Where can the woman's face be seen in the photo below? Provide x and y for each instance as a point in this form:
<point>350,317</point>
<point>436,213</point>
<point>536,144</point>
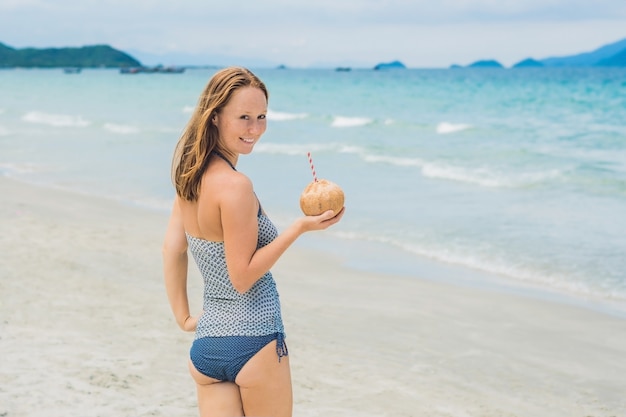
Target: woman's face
<point>242,121</point>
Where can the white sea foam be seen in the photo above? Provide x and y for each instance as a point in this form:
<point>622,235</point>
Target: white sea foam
<point>486,177</point>
<point>340,121</point>
<point>282,116</point>
<point>489,260</point>
<point>55,120</point>
<point>303,148</point>
<point>121,129</point>
<point>393,160</point>
<point>445,127</point>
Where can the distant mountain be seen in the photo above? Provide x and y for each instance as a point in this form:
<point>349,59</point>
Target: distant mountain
<point>529,63</point>
<point>617,60</point>
<point>590,59</point>
<point>96,56</point>
<point>488,63</point>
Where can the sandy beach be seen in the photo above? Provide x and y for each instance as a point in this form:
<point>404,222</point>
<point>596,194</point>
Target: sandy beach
<point>86,330</point>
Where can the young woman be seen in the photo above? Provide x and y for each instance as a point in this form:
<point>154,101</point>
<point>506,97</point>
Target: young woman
<point>239,356</point>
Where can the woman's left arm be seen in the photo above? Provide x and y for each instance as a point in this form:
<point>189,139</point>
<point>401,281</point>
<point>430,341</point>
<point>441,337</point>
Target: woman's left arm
<point>175,263</point>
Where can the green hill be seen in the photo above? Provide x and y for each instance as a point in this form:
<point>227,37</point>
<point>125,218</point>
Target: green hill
<point>96,56</point>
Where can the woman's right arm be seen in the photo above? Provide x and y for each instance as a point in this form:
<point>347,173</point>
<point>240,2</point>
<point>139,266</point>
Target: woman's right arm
<point>175,269</point>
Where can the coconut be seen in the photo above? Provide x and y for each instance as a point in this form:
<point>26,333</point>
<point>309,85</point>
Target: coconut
<point>321,195</point>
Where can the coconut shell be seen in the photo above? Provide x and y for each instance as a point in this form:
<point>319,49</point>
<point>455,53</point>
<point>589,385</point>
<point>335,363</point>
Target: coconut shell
<point>320,196</point>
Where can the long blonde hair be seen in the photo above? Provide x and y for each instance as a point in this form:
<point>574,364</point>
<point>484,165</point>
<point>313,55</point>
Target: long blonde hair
<point>201,136</point>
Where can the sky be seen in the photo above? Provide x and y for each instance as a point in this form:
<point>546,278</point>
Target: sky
<point>318,33</point>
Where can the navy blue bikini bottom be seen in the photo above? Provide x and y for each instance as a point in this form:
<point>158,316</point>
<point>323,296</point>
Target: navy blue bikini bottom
<point>223,357</point>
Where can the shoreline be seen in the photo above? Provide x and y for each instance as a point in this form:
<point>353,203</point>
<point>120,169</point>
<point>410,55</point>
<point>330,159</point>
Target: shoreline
<point>82,294</point>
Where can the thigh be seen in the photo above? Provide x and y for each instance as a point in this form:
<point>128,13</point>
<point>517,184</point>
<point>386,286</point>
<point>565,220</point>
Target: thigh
<point>216,398</point>
<point>265,384</point>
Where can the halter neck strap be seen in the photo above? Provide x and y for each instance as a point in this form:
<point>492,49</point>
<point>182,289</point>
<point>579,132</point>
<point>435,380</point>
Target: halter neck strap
<point>218,153</point>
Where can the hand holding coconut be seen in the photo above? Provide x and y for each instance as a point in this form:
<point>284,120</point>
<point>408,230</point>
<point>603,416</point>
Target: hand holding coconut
<point>321,195</point>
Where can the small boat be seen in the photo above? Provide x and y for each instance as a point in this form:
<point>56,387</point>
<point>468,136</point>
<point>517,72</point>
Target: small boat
<point>152,70</point>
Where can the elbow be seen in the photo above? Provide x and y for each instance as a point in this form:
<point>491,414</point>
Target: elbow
<point>242,282</point>
<point>240,287</point>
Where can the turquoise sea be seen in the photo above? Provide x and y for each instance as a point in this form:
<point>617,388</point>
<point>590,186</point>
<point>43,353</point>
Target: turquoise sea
<point>507,177</point>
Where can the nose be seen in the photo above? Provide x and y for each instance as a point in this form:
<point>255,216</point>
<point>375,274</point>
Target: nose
<point>257,126</point>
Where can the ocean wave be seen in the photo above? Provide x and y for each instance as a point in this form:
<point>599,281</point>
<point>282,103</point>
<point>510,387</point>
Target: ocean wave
<point>303,148</point>
<point>486,177</point>
<point>55,120</point>
<point>392,160</point>
<point>282,116</point>
<point>487,259</point>
<point>445,127</point>
<point>121,129</point>
<point>340,121</point>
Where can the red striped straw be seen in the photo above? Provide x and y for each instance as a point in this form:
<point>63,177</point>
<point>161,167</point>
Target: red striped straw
<point>312,167</point>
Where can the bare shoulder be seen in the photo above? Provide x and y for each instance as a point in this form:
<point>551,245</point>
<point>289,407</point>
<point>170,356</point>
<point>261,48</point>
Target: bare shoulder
<point>227,187</point>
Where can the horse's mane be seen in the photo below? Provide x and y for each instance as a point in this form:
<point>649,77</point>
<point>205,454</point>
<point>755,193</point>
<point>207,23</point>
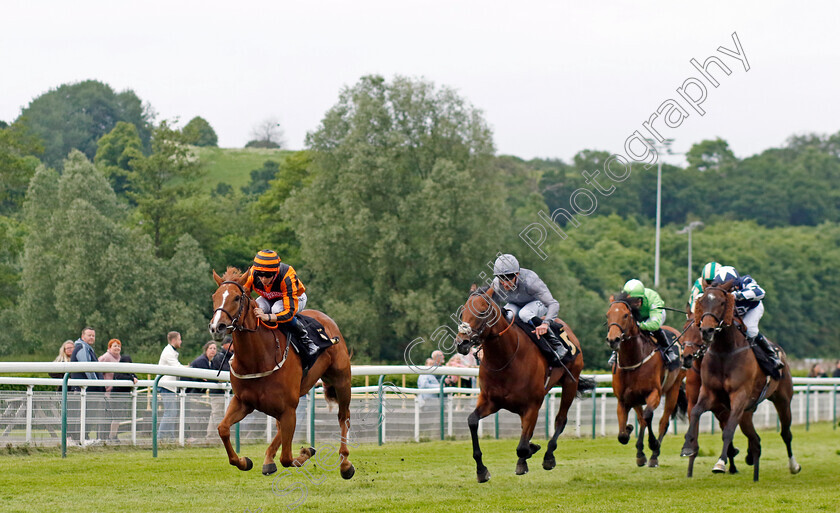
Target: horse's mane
<point>232,274</point>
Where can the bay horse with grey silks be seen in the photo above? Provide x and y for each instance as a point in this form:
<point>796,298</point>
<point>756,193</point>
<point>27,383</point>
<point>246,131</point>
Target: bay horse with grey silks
<point>514,376</point>
<point>732,379</point>
<point>640,378</point>
<point>693,350</point>
<point>266,375</point>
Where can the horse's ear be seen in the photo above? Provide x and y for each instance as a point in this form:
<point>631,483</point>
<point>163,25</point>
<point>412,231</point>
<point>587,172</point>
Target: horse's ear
<point>729,313</point>
<point>698,312</point>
====
• _Work instructions_
Transcribe the lines above exactly, beginning at the one with "<point>350,317</point>" and ending at the one with "<point>622,235</point>". Include both; exclude the pictures.

• _Response for this exercise_
<point>350,317</point>
<point>436,213</point>
<point>536,144</point>
Target: woman's face
<point>242,121</point>
Where can the white sea foam be seen in the photo above? Provide x and y for each instance as a point in this form:
<point>622,235</point>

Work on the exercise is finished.